Direction
Can you rewrite only the data between the lines holding "beret in the histology slide image provided." and "[104,130,184,168]", inclusive, swapping "rifle" for "carbine" and leaving everything else unchanged?

───── Task data

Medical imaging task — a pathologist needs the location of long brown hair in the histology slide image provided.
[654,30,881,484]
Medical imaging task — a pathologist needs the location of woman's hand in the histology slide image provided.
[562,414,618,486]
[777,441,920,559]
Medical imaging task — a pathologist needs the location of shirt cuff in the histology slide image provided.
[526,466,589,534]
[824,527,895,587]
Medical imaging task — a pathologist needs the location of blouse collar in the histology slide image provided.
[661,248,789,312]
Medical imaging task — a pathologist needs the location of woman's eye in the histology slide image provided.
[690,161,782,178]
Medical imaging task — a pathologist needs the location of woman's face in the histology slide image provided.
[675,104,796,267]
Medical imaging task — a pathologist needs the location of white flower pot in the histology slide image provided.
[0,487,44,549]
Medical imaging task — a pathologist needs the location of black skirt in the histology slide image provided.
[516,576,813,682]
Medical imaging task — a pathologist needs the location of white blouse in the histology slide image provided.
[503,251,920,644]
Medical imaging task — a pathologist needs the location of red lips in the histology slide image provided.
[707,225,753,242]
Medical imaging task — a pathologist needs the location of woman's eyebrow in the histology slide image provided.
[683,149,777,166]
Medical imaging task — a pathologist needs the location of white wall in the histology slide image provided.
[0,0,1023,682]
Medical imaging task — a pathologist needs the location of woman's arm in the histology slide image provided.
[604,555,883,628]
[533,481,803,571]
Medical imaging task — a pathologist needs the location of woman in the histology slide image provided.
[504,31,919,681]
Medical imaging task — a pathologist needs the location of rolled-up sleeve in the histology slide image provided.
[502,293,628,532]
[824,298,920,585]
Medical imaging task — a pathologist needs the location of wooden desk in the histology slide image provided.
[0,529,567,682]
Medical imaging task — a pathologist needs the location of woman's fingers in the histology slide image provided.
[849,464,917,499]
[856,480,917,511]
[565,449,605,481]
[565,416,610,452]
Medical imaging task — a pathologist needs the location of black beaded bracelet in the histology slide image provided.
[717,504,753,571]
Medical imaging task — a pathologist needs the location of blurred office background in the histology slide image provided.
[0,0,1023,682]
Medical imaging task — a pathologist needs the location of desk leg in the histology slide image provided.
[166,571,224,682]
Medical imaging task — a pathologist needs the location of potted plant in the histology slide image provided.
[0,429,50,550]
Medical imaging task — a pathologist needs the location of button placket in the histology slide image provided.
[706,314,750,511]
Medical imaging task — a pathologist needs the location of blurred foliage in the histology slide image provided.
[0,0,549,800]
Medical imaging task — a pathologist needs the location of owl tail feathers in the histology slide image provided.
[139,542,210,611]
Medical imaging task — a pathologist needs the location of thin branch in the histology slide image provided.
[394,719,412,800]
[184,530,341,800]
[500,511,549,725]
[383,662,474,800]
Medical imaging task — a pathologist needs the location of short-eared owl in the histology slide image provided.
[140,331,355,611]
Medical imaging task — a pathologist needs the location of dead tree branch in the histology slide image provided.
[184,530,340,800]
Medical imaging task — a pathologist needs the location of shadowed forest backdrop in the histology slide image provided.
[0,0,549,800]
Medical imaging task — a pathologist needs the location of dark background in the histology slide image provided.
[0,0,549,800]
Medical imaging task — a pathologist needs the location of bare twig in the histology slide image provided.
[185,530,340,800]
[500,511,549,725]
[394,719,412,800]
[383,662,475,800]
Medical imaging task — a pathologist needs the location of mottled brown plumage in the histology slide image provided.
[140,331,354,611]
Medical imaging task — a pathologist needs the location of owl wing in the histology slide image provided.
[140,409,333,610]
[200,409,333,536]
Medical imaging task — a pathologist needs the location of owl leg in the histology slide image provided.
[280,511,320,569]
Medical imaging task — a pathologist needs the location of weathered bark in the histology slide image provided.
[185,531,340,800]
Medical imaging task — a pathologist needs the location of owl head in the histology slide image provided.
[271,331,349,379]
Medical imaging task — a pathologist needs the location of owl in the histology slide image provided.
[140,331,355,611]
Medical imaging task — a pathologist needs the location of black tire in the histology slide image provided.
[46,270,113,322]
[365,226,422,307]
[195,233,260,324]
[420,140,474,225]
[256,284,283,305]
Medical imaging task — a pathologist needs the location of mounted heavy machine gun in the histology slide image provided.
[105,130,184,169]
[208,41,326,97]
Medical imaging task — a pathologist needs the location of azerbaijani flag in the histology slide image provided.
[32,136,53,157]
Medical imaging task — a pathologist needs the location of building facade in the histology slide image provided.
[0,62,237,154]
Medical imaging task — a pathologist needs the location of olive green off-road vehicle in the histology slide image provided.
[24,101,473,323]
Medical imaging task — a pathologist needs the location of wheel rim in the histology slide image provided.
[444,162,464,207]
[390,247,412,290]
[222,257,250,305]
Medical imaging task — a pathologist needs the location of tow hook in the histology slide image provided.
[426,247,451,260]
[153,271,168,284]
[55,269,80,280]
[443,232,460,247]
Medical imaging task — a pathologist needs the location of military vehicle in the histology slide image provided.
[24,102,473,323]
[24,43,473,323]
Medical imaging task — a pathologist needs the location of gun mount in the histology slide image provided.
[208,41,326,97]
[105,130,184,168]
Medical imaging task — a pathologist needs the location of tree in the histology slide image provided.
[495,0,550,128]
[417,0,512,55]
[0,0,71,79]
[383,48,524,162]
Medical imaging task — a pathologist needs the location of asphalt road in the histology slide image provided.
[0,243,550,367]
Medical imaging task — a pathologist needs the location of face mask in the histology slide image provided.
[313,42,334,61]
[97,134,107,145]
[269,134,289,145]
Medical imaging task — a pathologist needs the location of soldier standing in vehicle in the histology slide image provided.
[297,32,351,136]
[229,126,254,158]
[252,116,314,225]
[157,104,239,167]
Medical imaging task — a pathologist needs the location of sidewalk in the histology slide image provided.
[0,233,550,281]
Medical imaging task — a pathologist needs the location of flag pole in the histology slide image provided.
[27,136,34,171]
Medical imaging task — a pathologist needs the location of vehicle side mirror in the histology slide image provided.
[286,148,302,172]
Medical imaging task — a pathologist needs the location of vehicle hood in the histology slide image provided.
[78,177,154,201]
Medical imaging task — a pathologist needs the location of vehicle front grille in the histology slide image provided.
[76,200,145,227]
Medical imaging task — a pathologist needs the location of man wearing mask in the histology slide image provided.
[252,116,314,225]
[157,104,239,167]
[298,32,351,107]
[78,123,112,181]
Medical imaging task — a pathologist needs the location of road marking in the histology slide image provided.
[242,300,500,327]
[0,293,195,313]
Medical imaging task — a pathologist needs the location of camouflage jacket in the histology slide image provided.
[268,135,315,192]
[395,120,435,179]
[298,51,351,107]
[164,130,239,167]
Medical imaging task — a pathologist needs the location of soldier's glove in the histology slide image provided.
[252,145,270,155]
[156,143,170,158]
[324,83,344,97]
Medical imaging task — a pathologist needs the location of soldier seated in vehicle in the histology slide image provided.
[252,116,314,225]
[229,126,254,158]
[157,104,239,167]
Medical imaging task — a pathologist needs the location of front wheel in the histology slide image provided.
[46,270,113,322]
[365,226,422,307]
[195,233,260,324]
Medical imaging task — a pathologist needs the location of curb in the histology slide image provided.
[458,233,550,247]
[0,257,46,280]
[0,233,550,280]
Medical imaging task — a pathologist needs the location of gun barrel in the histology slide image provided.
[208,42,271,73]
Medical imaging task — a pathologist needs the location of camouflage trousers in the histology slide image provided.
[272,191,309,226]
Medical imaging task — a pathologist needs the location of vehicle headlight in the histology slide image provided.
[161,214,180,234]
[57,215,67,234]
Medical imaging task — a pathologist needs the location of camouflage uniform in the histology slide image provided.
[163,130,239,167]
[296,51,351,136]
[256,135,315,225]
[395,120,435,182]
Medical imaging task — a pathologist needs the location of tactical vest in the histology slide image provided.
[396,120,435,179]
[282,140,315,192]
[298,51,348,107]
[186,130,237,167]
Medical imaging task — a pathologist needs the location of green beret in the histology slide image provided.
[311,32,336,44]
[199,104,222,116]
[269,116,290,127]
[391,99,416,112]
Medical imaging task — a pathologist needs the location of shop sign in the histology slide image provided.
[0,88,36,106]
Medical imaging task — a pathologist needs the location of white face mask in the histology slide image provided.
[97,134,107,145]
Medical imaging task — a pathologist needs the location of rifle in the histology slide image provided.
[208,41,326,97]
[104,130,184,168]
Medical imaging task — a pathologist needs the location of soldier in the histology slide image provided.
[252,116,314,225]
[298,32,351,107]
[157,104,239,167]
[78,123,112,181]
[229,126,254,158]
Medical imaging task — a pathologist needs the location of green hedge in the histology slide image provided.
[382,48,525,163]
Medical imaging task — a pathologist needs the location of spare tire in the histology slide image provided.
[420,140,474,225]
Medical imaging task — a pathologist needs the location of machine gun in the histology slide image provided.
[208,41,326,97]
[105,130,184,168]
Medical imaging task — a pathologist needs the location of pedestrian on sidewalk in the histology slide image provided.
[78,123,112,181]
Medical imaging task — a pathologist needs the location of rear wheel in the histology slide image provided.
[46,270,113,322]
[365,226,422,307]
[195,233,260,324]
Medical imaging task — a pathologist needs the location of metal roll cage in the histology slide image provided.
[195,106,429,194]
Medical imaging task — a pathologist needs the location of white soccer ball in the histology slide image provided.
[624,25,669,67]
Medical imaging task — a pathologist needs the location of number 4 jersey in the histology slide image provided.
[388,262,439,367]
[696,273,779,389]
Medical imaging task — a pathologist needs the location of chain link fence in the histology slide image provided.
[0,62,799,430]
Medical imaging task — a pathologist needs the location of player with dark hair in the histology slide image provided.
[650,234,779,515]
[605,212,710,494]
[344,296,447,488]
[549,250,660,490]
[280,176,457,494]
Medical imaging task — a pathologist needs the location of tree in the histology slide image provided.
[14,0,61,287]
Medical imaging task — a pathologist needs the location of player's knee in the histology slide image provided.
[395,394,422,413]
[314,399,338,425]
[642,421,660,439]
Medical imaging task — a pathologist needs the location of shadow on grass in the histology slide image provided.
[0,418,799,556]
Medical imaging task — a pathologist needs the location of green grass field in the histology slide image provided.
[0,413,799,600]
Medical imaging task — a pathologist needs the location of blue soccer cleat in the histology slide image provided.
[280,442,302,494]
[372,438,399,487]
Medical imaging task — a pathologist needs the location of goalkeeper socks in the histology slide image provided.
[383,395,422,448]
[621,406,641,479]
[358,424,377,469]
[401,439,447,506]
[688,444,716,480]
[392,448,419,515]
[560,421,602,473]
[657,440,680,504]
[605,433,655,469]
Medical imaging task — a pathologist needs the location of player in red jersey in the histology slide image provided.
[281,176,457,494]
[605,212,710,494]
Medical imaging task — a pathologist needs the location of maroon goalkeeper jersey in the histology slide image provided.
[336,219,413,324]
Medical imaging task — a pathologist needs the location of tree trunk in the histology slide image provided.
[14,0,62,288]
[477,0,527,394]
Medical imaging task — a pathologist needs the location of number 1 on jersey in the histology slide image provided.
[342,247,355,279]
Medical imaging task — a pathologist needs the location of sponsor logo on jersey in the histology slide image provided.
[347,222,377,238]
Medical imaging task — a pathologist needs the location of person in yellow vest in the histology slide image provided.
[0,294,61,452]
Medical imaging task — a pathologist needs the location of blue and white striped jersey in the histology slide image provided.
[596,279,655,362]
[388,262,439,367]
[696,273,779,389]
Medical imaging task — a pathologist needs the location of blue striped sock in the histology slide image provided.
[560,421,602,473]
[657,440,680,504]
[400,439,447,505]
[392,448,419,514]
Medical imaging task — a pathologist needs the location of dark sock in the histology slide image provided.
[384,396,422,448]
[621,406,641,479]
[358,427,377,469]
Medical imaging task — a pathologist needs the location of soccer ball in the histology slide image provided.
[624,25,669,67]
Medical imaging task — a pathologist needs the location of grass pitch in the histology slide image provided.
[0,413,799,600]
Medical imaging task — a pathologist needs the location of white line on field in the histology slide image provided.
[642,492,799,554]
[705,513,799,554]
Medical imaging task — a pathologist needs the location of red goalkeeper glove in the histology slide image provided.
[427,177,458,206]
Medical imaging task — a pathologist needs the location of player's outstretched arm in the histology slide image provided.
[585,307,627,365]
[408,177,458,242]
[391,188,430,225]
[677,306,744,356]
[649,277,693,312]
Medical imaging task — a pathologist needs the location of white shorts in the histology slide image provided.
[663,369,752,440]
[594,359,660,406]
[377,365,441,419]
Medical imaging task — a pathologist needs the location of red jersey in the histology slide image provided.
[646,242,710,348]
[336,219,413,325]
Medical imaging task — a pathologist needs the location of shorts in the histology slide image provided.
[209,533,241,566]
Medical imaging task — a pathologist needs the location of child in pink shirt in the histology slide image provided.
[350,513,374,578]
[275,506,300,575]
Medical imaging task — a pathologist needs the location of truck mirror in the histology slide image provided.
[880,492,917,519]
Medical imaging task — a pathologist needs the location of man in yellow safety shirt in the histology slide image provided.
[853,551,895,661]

──────────

Expected output
Medical imaging task — a pathologist needs the location of green beret in the histology slide image provided.
[311,32,336,44]
[199,104,222,116]
[269,116,290,127]
[391,99,416,112]
Medical imaging task — a pathologist needs the location of shop sign in the histology slide image provided.
[0,88,36,106]
Medical imaging task — a pathologist needs the location of white face mask in the histology slide image provided.
[97,134,107,145]
Medical imaging task — a pathologist needs the location of carbine in the histology slide image provided.
[208,41,326,97]
[104,130,184,168]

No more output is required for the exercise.